• Extract to read:
-----
Gerstein would not have mistaken a Diesel for a gas engine. The Prattle experiment used a 10-cubic-meter (small) chamber, Treblinka gas chamber was allegedly 640-cubic-meters in volume. Berg's point is Diesel is impractical. He says (in the article I cited) producer gas, which the Nazis did use to run buses and trucks, is 18% -- 35% CO, whereas Diesel exhaust under load (a dynamometer) is 0.5% CO. (See also this essay by Berg where he mentions the T-34) Berg has a new book on the subject, which I just purchased. If we included a section on Diesel exhaust, I'm afraid Berg would win. Raquel Baranow (talk) 04:31, 16 September 2015 (UTC)
Where does the 640 cubic meters figure come from? In its section about the gas chambers the Treblinka article evokes gas chambers of 32 square meters, i.e. 8*4 meters. I hardly see how from 32 square meters per gas chamber (initially 3 then 10) on could reach 640 cubic meters. --Lebob (talk) 18:49, 17 September 2015 (UTC)
It came from the second reverence I quoted above, section 8.3, which didn't give a reference but see page 22 of this book, which quotes Soviet-Jewish author Wassili Grossmann: The new chambers were each seven by eight meters, or fifty-six square meters in area. The total surface area of these ten chambers amounted to five hundred-sixty square meters, and if one added to this the area of the three old chambers, which were put into service at the arrival of small parties, then Treblinka had at its disposal a total of usable lethal surface area of six hundred thirty-five square meters. (Makes you wonder why they didn't just build one big chamber and how this worked.) See also this:
One of the most memorable testimonies about Treblinka presented in Shoah, the nine-and-a-half-hour Holocaust film by French Jewish film maker Claude Lanzmann, is that of Abraham Bomba. He told how he and other Jewish barbers cut the hair of the naked Jews who were about to be gassed. They worked inside "the" gas chamber (he always spoke of one chamber), which was "around four by four meters" (about 12 feet by 12 feet). Bomba also reported that "140 or 150 women," with children, as well as 16 or 17 barbers, were inside this small room. In addition, there were benches where the women sat while their hair was cut, as well as two or more German guards. You may think Bomba is being misquoted but I have seen the movie and read the entire transcript, which was published as a book. The women's hair was cut, clothes taken away and showers taken to prevent typhus carried by lice. Raquel Baranow (talk) 22:15, 17 September 2015 (UTC)
-----
• Dataset entries:
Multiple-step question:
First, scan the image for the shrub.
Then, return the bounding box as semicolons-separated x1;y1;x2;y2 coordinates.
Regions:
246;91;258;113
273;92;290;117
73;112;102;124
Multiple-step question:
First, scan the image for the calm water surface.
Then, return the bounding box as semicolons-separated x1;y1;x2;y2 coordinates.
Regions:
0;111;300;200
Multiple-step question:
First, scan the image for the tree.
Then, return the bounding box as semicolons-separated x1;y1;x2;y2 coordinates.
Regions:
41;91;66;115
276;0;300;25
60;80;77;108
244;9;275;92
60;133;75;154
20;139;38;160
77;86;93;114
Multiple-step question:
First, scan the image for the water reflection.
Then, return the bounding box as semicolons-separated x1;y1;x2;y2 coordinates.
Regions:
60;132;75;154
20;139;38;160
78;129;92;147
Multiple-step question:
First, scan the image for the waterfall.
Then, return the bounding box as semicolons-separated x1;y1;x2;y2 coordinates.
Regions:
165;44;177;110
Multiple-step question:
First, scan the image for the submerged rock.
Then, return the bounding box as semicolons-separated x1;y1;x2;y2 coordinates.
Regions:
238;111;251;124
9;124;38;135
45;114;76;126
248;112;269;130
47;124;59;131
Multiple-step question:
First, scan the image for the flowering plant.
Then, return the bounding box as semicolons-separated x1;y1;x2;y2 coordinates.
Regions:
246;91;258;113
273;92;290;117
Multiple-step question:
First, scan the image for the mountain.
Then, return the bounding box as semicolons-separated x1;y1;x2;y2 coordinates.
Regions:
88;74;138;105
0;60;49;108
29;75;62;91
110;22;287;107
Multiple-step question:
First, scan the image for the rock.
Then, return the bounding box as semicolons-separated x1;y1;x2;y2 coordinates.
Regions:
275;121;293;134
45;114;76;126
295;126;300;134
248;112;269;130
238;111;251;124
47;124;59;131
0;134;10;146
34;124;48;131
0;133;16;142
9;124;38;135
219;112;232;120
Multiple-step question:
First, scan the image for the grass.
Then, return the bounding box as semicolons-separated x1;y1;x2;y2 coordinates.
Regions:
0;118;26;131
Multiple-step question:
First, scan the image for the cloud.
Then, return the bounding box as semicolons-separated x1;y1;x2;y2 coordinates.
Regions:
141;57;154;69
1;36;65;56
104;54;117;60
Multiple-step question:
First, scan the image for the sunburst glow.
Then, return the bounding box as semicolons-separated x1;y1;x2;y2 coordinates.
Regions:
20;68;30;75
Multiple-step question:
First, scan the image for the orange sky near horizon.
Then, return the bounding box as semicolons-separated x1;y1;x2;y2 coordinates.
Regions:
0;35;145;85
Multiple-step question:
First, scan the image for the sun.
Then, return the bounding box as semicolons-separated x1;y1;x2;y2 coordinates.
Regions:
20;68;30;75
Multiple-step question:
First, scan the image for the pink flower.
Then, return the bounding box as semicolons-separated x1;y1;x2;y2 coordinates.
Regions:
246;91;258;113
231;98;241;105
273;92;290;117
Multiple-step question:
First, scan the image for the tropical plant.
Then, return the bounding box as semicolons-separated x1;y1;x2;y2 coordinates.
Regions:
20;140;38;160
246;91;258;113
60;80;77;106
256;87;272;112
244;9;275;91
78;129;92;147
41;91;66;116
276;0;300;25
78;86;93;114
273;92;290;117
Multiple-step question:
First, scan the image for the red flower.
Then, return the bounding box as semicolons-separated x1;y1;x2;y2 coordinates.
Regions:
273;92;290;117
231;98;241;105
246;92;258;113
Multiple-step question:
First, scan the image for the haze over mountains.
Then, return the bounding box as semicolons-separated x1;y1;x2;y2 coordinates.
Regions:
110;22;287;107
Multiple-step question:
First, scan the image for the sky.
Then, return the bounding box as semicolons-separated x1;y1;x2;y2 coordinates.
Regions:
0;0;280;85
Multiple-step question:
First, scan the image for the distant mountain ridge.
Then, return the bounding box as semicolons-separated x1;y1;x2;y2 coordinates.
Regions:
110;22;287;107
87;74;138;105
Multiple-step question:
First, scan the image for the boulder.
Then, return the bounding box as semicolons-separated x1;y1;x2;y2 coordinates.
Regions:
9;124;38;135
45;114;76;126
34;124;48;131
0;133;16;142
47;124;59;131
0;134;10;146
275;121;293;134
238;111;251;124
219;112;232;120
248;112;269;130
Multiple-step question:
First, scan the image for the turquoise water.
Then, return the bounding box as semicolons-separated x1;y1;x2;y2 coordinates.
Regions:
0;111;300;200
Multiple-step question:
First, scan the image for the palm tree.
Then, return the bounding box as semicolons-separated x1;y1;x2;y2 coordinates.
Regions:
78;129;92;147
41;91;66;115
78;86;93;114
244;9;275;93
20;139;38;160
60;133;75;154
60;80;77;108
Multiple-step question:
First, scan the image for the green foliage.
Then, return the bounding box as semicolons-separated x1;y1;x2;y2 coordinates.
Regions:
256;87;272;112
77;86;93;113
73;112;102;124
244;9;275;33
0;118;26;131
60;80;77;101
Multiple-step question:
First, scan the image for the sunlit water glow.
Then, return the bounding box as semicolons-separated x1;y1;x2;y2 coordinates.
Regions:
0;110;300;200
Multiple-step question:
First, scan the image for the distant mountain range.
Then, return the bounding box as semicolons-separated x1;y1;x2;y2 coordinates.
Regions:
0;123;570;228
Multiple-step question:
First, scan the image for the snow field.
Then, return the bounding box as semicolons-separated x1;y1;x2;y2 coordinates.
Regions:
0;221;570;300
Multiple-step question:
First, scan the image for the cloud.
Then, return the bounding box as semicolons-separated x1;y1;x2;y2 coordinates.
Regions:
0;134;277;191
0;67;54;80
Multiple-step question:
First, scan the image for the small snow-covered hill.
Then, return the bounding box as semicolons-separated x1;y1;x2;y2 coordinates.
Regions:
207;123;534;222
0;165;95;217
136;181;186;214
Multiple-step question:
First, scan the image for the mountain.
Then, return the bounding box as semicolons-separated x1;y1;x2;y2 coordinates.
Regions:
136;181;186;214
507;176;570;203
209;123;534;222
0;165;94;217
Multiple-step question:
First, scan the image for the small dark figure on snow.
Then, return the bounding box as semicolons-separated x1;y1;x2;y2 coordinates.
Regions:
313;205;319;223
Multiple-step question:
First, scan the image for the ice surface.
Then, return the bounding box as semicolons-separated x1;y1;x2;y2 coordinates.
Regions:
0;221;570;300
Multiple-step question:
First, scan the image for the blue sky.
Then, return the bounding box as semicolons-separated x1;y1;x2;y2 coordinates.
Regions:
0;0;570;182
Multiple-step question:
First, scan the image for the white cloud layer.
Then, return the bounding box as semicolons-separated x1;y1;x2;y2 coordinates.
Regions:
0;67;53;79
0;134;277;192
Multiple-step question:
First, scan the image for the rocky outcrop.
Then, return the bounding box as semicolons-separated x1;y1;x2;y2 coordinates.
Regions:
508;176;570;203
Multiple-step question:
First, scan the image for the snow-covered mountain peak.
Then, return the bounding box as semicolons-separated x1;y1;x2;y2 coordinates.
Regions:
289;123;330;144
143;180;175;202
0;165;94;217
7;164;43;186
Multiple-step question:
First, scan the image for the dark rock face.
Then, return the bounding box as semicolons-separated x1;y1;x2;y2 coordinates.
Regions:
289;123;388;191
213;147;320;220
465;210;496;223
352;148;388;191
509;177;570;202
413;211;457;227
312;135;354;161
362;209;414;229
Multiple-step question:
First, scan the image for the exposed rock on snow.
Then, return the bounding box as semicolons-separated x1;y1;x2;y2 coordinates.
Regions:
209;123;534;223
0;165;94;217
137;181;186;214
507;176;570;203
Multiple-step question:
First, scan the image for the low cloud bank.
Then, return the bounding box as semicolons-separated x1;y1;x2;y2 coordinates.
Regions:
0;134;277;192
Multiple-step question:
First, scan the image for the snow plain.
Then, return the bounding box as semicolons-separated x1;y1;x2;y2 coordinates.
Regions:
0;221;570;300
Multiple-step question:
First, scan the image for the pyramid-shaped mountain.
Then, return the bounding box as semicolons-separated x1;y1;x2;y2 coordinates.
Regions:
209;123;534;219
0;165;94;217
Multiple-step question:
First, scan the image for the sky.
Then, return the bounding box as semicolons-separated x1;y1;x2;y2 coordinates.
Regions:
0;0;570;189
-----
• Instructions for the task:
Answer these questions from the Treblinka discussion:
1. What floor area does Lebob say the Treblinka article gives for each gas chamber?
2. In the quoted Grossmann passage, what were the dimensions of each new chamber?
3. How many barbers did Abraham Bomba say were inside the room?
The material has no connection to the text.

• Answer box:
1. 32 square meters, or 8 by 4 meters.
2. Seven by eight meters, or fifty-six square meters in area.
3. 16 or 17.